Article:
====

Whereas all the other devices are using run.arguments ?

--------------------------------------------------------------------------------

There is this hunk in the OpenCL spec:

    If the argument is declared with the __local qualifier, the
    arg_value entry must be NULL

yet I can generate:

    arg[0]: Local arg size 8 (0x92d838)

Should this be detectable as an error somewhere?

i.e. the user was able to call:

    clSetKernelArg(kernel, idx, sizeof(ptr), ptr);

For a __local void *ptr argument.

--------------------------------------------------------------------------------

When I compile, I see a few gcc warnings fly past, any plans for
"-Wall -Werror" ?

====

Provided information:
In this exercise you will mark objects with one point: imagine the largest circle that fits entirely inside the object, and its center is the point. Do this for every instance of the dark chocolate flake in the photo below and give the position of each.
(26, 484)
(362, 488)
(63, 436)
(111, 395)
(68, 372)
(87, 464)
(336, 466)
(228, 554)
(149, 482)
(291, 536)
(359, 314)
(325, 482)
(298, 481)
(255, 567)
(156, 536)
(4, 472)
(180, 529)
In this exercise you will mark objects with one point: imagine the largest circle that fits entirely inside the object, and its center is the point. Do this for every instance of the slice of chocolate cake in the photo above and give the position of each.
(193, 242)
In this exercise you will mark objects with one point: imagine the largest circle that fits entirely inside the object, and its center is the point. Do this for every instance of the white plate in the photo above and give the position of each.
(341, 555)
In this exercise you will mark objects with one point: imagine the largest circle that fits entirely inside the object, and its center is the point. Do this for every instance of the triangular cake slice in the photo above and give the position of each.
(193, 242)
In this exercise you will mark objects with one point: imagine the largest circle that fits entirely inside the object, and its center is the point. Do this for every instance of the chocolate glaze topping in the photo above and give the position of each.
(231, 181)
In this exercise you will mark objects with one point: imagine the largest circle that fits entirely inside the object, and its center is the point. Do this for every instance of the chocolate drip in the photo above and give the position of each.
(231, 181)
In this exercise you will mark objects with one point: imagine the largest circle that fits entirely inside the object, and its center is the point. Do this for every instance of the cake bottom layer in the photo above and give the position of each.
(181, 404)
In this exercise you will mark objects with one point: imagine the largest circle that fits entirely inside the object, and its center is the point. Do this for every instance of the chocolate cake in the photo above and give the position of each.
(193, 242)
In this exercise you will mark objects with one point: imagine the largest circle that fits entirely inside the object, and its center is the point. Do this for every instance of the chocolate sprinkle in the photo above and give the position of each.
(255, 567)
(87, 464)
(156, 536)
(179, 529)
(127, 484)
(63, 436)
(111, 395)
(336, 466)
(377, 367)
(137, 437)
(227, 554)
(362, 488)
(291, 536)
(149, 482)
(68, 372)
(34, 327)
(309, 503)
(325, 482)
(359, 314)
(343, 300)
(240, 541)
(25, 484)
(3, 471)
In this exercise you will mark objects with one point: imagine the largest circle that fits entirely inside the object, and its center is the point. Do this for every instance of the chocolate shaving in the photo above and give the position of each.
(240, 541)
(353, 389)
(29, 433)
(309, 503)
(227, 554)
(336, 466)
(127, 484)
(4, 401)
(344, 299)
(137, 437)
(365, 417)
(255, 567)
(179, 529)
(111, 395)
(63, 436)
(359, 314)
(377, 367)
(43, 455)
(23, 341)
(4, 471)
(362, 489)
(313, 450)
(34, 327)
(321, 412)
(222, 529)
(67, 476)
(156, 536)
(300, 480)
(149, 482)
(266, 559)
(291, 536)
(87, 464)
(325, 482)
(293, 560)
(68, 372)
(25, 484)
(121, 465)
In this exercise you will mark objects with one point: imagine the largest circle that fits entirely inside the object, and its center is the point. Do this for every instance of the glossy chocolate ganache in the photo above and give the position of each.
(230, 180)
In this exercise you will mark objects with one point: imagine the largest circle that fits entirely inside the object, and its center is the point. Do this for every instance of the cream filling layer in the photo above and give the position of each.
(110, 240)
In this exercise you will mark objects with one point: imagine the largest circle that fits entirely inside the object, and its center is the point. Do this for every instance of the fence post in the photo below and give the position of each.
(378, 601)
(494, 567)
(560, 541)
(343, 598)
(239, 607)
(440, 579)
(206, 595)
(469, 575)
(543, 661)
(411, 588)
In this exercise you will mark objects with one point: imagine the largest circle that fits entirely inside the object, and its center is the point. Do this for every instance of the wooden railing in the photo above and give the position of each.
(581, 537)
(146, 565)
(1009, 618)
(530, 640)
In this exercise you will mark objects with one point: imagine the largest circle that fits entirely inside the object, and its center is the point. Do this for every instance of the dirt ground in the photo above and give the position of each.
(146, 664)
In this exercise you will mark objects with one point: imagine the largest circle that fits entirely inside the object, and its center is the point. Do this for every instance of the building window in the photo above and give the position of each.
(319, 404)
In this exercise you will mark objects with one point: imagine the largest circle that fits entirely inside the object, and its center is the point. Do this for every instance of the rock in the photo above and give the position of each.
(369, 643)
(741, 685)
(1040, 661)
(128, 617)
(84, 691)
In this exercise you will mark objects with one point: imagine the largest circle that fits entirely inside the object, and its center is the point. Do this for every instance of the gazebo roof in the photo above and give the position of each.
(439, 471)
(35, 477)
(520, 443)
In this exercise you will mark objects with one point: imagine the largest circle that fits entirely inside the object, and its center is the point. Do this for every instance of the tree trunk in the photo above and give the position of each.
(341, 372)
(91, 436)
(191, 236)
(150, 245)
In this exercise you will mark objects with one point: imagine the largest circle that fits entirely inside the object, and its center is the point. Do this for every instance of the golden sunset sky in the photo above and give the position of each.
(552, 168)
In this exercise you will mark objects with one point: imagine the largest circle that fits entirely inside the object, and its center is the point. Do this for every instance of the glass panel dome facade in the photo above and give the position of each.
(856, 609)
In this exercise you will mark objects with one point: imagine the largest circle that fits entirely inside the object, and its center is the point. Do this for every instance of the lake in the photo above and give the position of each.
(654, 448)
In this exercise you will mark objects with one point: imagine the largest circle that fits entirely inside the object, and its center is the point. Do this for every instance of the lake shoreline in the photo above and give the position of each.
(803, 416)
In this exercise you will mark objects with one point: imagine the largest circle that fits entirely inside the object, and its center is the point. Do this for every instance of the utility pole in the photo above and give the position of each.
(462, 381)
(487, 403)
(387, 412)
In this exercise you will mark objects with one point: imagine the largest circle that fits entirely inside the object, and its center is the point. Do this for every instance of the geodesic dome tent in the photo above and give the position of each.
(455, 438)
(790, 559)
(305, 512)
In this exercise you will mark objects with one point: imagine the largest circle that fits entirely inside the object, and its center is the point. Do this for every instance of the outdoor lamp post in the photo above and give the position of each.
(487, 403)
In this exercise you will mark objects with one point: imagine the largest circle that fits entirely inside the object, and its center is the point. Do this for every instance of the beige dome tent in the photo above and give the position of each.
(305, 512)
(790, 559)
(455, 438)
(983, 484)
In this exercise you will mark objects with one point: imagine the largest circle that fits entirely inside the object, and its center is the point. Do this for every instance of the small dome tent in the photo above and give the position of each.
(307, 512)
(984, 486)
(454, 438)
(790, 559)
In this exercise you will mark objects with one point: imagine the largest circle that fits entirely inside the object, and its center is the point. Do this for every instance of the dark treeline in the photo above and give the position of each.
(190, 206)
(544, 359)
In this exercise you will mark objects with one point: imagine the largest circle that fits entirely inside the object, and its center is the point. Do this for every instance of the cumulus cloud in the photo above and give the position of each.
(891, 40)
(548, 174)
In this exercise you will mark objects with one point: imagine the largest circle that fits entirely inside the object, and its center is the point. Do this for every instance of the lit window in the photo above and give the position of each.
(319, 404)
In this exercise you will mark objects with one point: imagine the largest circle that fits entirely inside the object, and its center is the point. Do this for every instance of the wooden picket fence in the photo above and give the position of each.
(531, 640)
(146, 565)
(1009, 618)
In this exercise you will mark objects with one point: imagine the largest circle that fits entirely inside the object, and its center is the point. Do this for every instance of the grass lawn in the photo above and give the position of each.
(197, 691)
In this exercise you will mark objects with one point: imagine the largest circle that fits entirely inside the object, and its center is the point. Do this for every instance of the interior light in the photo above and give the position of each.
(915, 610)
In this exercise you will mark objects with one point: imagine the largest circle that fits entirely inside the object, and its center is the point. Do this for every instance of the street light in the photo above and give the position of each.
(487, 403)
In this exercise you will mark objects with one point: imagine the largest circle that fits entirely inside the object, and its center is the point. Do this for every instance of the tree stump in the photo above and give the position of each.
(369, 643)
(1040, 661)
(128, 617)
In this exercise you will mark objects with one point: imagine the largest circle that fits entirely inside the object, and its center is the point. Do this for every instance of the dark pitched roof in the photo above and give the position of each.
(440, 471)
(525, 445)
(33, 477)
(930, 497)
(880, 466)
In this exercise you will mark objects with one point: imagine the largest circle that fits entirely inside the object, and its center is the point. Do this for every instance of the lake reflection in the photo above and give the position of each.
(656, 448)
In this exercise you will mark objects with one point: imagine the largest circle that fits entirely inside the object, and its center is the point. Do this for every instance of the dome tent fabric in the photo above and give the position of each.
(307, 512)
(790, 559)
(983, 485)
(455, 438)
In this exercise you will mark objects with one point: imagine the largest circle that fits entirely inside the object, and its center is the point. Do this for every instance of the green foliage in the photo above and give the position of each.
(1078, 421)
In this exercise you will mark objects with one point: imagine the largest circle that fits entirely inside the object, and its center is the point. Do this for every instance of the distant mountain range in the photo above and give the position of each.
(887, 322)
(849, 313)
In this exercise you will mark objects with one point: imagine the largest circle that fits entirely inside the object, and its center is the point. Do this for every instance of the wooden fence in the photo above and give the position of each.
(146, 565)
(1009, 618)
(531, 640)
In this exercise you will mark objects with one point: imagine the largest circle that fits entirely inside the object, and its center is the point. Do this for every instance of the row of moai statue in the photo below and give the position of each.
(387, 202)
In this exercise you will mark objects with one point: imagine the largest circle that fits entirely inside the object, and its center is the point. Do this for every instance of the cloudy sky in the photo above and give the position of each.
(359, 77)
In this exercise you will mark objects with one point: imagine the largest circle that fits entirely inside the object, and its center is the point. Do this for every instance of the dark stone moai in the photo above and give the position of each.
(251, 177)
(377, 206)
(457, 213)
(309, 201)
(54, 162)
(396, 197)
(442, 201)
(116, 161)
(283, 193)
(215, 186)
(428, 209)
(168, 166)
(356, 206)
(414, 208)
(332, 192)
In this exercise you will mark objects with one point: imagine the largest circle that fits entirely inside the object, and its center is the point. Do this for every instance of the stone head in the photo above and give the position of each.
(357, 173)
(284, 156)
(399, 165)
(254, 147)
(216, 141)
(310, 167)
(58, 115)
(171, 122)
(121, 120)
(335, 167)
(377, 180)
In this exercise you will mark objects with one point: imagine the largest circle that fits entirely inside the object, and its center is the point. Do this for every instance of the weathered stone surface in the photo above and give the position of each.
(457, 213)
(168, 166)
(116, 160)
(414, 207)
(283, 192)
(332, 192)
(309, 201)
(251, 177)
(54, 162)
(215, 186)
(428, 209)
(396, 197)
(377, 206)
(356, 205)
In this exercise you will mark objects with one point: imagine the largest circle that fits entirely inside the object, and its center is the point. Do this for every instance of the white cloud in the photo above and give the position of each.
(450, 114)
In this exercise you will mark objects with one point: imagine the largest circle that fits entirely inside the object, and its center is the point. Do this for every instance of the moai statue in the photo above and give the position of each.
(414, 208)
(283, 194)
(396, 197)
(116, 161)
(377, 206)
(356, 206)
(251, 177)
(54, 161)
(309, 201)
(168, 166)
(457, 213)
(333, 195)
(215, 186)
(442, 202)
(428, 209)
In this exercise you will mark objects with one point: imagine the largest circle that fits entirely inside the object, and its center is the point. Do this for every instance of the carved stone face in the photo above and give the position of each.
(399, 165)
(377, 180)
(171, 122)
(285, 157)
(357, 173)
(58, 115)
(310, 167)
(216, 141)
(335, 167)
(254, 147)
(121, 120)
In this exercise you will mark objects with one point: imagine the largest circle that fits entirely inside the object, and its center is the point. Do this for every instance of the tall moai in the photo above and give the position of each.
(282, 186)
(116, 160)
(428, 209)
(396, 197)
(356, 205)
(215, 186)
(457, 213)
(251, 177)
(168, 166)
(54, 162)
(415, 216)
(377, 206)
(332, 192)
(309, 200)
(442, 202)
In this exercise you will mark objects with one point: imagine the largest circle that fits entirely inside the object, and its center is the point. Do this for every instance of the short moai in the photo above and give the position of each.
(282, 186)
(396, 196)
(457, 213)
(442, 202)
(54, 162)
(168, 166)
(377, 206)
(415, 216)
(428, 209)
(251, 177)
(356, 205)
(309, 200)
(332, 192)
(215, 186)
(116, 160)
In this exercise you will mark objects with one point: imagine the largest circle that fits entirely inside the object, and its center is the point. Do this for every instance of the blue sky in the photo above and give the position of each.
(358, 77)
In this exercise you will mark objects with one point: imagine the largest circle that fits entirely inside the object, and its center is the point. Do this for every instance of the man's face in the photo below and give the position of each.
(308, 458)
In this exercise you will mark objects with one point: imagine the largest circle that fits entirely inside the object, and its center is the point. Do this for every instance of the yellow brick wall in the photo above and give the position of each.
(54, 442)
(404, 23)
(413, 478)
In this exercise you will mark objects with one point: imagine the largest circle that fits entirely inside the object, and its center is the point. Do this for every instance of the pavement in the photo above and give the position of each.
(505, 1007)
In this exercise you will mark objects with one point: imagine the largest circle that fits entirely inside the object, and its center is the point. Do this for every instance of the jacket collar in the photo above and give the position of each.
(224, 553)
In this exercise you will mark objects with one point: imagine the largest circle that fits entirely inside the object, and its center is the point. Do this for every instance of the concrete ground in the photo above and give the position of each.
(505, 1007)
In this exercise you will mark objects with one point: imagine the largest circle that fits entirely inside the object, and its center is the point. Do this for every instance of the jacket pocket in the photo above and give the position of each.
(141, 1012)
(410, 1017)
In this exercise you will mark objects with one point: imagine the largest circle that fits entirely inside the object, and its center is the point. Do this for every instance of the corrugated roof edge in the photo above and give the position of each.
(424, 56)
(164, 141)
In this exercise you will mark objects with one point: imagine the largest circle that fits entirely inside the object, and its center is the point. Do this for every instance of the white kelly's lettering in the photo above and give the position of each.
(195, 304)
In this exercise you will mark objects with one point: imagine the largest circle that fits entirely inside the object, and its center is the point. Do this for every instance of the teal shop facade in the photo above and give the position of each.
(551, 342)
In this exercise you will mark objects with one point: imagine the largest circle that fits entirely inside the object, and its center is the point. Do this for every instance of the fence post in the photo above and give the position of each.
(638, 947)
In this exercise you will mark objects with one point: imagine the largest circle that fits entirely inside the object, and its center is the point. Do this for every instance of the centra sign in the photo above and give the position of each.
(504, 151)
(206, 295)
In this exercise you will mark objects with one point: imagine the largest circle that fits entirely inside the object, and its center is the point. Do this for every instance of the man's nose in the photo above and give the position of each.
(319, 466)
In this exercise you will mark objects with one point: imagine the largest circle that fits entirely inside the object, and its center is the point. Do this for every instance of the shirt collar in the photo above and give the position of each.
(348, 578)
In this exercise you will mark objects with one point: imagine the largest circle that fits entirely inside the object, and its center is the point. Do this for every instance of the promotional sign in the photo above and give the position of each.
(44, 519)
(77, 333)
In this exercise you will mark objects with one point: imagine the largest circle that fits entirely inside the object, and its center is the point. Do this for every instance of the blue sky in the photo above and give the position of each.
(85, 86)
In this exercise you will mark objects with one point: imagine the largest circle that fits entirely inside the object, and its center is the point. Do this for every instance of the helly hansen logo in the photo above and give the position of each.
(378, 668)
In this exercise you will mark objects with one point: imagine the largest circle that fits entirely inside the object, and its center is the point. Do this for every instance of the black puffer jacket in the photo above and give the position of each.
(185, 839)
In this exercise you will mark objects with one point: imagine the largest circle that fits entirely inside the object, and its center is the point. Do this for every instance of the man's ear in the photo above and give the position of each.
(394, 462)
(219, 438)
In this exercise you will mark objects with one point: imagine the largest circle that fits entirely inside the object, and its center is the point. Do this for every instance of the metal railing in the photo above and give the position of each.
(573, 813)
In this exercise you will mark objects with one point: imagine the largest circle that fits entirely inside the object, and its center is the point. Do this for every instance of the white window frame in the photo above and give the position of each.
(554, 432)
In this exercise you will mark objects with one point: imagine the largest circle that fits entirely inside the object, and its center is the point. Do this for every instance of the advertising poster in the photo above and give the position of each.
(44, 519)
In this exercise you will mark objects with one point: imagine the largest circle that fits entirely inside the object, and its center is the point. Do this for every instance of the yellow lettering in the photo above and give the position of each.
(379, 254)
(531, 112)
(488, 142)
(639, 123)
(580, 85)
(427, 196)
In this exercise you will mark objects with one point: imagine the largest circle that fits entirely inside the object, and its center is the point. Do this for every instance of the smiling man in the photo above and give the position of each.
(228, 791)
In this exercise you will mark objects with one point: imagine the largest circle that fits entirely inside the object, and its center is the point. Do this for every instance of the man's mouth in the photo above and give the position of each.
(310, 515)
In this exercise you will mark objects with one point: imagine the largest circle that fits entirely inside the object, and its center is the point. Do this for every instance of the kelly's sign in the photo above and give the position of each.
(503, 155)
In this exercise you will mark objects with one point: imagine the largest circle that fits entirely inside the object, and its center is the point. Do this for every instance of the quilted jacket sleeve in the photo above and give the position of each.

====

Instructions to follow: Reproduce, word for word, the passage of the OpenCL thread from "There is this" up to and including "an error somewhere?". The listing comes from a different source than the OpenCL thread.

Reply:
There is this hunk in the OpenCL spec:

    If the argument is declared with the __local qualifier, the
    arg_value entry must be NULL

yet I can generate:

    arg[0]: Local arg size 8 (0x92d838)

Should this be detectable as an error somewhere?